Vorliegender Text
<<<<
Ebenfalls unkonkret ist die Umsetzung des Gesetzes in den einzelnen Bundesländern. Es ist noch zu klären, wie bestehende Schlichtungsstellen eingebunden werden können. Neben dem Bund der Schiedsmänner und -frauen, dessen Mitglieder vorgerichtlich in zwölf Bundesländern aktiv sind, gibt es bereits einige spezialisierte Ombudsstellen. Sie betreffen die Bereiche Te­lekommunikation, Energieversorgung, öffentlicher Personenverkehr, Versicherung und Finanzdienstleistung. Die Bundesregierung schätzt die Verbraucheranträge an diese Stellen auf insgesamt rund 60 000 pro Jahr. Vor allem für die Finanzwirtschaft existiert ein dichtes Netz an Stellen, deren Arbeit für die Verbraucher allesamt kostenlos ist (siehe unten).

Versicherer als Vorbild

Verbraucher sollten im Vorfeld klären, welche Stelle für ihr Anliegen zuständig ist, damit sie nicht wertvolle Zeit vergeuden - und womöglich Fristen versäumen. So berichtet der Versicherungsombudsmann Günter Hirsch in seiner Jahresbilanz 2014, dass von den rund 20.000 Anfragen etwa 1.500 gar nicht Versicherer, sondern Banken betroffen haben. Für diese ist Hirsch jedoch nicht zuständig. Der ehemalige Präsident des Bundesgerichtshofs kann gegen Versicherer verbindliche Entscheidungen bis zu einer Höhe von 10.000 Euro aussprechen. Diese Obergrenze gilt auch bei der Ombudsstelle der Privatbanken. Die Sparkassen ­gehen einen anderen Weg. Schlichtungs­vorschläge ihrer Ombudsstelle sind zumeist weder für die Institute noch für den Kunden bindend.

Unterschiedliche Stellen, unterschiedliche Regeln? Beatrix Schobel, Ministerialrätin beim Bayerischen Staatsministerium der Justiz, sieht als ein Ziel, die vorhandenen Schlichtungsstellen zu erhalten. Das beträfe dann beispielsweise auch Bauthemen. Denn die Bayerische Architektenkammer bietet bereits erfolgreich außergerichtliche Streitbeilegung an. Kammerpräsident Lutz Heese sagt: "Geld und wertvolle Zeit sollen in ein qualitätsvolles Gebäude investiert und Ressourcen nicht durch unnötige Streitigkeiten verbraucht werden."
>>>>
Aufgabe
Gib aus dem Text über Schlichtungsstellen die Passage von „Versicherer als Vorbild“ bis „den Kunden bindend.“ wortgetreu wieder.

Material
<<<<
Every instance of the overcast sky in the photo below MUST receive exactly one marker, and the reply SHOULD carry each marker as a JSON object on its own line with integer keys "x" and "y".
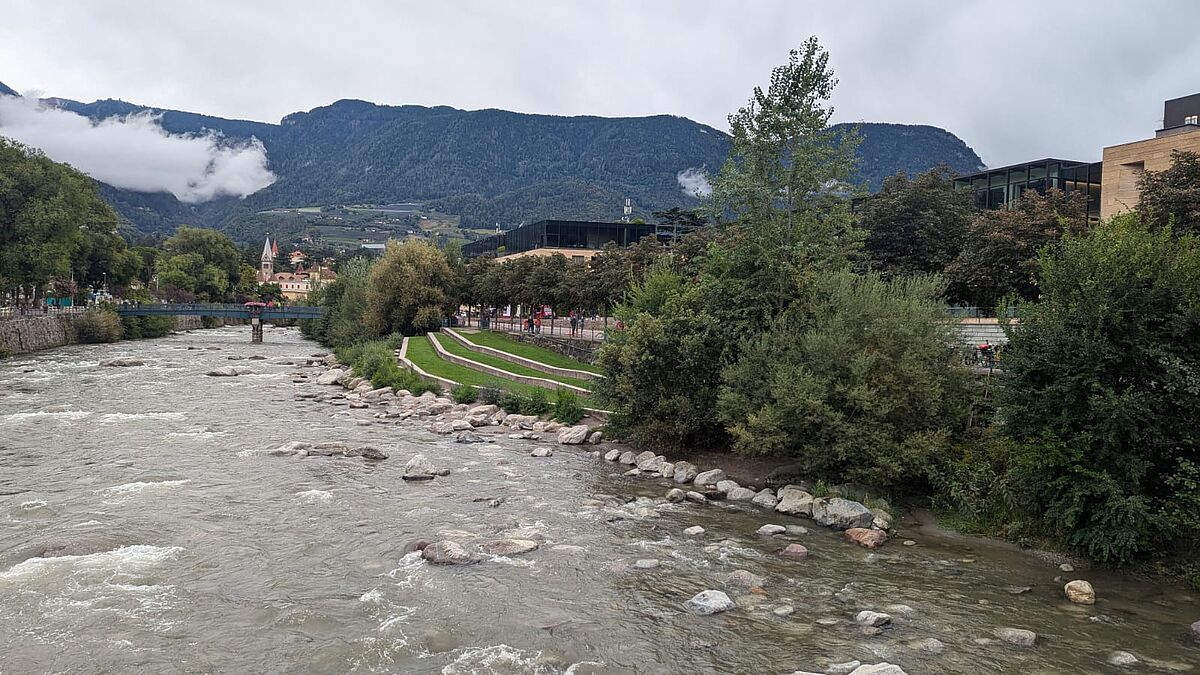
{"x": 1017, "y": 79}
>>>>
Lösung
Versicherer als Vorbild

Verbraucher sollten im Vorfeld klären, welche Stelle für ihr Anliegen zuständig ist, damit sie nicht wertvolle Zeit vergeuden - und womöglich Fristen versäumen. So berichtet der Versicherungsombudsmann Günter Hirsch in seiner Jahresbilanz 2014, dass von den rund 20.000 Anfragen etwa 1.500 gar nicht Versicherer, sondern Banken betroffen haben. Für diese ist Hirsch jedoch nicht zuständig. Der ehemalige Präsident des Bundesgerichtshofs kann gegen Versicherer verbindliche Entscheidungen bis zu einer Höhe von 10.000 Euro aussprechen. Diese Obergrenze gilt auch bei der Ombudsstelle der Privatbanken. Die Sparkassen ­gehen einen anderen Weg. Schlichtungs­vorschläge ihrer Ombudsstelle sind zumeist weder für die Institute noch für den Kunden bindend.